*Listed records*
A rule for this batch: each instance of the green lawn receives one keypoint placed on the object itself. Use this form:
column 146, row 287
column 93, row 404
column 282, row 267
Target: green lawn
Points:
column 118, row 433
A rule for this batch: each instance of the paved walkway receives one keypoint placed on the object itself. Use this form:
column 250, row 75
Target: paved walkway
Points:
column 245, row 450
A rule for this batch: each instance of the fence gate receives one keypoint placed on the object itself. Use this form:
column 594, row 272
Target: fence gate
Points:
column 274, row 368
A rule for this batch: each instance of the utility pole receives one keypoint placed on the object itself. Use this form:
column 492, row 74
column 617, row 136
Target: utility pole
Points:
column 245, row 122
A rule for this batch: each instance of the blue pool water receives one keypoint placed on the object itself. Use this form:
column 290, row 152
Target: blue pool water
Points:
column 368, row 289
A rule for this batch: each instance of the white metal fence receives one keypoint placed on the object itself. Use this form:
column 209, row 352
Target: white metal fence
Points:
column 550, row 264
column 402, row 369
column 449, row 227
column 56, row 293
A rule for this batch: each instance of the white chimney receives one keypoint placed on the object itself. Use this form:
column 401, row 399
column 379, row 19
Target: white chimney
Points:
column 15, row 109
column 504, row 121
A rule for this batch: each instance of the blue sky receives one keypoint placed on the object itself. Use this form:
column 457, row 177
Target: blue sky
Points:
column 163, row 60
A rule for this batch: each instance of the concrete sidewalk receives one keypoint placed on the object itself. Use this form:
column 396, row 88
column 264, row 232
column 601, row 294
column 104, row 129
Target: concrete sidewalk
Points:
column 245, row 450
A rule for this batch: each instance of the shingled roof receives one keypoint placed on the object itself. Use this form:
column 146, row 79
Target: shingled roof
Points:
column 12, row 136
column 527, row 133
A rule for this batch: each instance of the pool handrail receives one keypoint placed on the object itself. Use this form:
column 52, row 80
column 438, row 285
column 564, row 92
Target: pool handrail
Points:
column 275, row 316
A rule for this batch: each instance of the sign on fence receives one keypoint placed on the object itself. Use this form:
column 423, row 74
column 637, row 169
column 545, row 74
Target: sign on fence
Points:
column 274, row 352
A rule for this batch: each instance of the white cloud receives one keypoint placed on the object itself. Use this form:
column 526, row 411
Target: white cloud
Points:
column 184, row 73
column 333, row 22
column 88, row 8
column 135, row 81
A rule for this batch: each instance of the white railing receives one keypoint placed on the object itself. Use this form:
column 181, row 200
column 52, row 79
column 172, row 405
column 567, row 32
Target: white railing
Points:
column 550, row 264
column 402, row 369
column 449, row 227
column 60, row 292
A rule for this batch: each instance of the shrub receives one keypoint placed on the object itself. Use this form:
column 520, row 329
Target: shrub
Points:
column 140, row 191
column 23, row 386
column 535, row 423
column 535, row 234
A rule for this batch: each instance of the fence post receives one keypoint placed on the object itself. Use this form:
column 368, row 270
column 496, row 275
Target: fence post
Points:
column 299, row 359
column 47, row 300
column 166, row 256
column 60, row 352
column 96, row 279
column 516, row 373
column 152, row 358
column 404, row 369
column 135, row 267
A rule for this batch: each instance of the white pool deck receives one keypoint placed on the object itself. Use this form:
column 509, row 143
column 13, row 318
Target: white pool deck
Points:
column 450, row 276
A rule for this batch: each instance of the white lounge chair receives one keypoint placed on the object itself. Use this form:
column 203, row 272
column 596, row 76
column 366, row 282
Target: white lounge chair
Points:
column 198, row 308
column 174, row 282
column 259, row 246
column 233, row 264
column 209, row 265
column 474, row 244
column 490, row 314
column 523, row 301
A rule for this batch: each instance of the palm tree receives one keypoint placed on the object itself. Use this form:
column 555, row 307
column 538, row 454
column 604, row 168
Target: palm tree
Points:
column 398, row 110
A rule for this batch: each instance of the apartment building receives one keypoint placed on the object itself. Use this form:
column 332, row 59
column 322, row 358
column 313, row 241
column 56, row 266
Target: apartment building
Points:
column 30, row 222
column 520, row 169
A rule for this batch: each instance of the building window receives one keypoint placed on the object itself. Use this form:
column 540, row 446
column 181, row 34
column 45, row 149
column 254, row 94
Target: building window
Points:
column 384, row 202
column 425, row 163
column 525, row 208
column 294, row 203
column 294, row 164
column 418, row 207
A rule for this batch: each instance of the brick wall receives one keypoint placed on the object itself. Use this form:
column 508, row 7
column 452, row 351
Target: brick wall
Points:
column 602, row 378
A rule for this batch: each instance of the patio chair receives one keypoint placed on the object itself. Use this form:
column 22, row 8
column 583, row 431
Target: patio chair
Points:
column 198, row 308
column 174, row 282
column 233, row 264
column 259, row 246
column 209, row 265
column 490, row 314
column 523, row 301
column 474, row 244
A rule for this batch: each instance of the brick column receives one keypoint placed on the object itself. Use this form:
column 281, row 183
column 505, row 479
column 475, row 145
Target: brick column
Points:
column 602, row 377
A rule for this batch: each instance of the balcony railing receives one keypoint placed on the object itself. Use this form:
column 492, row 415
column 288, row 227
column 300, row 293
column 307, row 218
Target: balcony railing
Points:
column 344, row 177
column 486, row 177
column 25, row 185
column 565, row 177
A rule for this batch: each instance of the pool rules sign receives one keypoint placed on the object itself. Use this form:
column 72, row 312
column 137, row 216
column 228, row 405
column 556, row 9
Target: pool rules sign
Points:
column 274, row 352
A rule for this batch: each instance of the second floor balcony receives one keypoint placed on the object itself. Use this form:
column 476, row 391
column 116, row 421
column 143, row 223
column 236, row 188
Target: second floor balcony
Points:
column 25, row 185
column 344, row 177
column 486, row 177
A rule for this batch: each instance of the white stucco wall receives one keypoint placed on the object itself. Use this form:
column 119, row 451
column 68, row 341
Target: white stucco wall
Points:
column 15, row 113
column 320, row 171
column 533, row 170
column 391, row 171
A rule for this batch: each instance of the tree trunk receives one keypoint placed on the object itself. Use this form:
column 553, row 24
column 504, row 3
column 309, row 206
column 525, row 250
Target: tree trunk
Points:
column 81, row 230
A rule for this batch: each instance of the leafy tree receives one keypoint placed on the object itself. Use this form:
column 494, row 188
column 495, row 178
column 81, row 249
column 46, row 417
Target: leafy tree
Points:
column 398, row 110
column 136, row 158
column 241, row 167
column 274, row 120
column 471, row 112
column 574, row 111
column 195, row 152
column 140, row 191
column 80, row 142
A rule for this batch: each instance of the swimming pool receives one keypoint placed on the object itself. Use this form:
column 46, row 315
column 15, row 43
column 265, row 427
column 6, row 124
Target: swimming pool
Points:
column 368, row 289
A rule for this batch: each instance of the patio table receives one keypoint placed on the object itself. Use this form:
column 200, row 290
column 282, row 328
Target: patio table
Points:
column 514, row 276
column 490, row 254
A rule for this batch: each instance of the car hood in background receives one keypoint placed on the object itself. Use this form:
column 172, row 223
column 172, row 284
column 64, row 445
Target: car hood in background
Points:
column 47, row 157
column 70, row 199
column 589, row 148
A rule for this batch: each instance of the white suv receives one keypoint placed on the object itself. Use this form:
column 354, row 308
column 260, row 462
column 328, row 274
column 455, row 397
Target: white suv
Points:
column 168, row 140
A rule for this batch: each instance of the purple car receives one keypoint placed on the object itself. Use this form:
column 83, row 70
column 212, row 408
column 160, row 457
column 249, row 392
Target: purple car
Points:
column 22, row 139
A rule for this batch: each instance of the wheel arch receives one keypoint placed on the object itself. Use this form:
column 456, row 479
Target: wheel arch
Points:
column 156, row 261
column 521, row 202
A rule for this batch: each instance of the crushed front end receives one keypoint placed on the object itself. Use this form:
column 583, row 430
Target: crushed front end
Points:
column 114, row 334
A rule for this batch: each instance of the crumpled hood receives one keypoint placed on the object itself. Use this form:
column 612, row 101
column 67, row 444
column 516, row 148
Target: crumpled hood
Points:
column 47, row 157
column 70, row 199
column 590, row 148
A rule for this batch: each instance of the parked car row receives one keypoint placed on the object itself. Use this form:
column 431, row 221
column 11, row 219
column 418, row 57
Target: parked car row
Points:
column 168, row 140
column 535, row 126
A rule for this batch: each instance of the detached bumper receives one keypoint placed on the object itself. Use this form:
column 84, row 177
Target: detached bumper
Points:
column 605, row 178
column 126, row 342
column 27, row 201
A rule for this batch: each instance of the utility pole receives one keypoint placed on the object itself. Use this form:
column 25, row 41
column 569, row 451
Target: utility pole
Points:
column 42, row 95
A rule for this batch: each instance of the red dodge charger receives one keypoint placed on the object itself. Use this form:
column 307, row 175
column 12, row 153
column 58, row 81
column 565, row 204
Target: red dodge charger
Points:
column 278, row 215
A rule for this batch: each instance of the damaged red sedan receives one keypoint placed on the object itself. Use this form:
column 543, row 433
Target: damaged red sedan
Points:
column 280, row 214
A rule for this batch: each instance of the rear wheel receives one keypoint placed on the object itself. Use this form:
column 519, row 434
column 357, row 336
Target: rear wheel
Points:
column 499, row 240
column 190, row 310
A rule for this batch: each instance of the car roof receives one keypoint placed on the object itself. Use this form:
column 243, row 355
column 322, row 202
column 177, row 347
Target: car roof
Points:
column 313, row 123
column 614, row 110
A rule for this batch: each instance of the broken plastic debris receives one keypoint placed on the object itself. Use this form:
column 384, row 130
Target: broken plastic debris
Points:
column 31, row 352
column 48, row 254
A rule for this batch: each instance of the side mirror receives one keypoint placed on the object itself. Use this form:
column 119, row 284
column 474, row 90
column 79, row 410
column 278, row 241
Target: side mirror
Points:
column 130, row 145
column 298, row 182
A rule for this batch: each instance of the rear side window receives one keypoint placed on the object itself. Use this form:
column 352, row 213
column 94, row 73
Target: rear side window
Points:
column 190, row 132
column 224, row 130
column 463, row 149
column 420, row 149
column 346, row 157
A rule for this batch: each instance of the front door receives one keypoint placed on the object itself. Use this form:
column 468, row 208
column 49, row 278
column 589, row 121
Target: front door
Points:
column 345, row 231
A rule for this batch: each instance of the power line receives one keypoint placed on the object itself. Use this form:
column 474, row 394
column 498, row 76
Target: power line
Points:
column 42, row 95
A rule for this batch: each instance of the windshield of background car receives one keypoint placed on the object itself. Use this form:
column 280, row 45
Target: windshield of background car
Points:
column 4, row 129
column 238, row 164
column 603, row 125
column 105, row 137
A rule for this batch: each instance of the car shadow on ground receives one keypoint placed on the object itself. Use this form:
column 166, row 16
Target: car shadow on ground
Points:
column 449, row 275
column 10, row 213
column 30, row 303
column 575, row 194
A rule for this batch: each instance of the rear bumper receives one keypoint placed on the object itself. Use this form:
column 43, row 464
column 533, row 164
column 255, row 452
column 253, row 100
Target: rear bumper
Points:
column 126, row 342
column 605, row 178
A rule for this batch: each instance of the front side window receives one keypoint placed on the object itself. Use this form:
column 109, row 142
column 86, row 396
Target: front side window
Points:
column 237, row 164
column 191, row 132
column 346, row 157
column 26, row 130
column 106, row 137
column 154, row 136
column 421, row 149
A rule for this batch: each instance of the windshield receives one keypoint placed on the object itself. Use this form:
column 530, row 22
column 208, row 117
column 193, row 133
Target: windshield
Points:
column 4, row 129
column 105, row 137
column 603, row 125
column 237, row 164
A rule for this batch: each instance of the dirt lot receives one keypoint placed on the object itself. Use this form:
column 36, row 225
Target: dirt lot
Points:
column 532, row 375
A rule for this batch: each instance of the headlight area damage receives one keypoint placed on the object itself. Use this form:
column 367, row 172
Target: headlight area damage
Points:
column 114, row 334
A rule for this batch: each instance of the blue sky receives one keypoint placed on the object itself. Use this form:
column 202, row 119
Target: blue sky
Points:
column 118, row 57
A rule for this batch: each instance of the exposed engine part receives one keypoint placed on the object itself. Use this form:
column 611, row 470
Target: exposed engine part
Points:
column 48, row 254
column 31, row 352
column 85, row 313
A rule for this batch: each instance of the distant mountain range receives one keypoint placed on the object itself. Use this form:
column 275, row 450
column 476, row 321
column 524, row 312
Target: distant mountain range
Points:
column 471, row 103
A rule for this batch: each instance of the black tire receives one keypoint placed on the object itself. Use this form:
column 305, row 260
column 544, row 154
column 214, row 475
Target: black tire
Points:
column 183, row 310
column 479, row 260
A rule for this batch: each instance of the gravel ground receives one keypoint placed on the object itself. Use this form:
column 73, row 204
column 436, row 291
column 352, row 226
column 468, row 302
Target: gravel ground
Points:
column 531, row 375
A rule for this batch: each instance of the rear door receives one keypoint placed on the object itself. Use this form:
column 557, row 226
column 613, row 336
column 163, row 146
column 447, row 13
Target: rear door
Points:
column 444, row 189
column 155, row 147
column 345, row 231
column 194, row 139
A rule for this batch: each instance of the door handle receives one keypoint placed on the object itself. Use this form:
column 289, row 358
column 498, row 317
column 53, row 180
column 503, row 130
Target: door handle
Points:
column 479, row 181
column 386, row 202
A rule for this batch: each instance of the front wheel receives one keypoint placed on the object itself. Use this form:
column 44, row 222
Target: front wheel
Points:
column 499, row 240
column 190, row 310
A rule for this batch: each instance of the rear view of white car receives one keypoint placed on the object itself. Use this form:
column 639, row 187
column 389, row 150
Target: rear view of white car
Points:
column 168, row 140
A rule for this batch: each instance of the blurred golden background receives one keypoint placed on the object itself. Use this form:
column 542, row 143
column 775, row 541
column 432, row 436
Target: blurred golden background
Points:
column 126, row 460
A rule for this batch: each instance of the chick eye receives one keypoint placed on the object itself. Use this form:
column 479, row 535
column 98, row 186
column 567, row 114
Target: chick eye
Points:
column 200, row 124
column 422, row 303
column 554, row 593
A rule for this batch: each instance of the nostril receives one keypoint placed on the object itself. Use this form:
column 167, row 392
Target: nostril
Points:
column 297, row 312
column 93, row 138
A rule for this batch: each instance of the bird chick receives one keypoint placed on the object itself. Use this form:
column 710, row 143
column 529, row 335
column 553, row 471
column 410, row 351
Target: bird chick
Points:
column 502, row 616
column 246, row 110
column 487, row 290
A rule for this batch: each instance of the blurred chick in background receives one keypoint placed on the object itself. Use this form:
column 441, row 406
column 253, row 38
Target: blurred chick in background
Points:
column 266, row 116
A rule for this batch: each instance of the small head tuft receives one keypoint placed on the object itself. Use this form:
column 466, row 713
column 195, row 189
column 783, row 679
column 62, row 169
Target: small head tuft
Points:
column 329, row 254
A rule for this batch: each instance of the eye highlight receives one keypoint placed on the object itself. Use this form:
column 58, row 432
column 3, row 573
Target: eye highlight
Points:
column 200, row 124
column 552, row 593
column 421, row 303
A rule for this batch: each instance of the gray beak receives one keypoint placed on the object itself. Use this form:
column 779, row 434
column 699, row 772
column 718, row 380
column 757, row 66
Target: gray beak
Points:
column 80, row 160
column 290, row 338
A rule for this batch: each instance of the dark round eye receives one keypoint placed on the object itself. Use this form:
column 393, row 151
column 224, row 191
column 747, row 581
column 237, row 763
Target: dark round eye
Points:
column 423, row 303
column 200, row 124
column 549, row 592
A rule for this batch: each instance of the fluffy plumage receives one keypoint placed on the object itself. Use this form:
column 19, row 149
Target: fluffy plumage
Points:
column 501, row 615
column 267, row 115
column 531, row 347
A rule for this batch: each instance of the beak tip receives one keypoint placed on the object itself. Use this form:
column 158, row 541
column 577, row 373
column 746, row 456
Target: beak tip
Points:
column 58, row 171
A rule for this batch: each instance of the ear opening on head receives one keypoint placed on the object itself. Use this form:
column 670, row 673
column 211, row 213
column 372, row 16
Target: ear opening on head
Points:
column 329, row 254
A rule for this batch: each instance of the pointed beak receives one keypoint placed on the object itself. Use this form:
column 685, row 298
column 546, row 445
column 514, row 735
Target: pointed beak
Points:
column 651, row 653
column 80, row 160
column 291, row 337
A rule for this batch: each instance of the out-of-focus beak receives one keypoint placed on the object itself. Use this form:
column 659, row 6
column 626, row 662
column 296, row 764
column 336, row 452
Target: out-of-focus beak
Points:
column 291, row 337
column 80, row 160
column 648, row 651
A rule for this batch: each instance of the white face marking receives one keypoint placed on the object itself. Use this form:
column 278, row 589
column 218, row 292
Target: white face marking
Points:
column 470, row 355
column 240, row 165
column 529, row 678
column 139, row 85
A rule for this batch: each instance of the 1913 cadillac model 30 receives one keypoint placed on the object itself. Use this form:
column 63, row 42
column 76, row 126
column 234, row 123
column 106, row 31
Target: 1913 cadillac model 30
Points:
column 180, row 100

*Your objective*
Give the number of lines in the material above that contain "floor", with no other words.

*Finished task*
2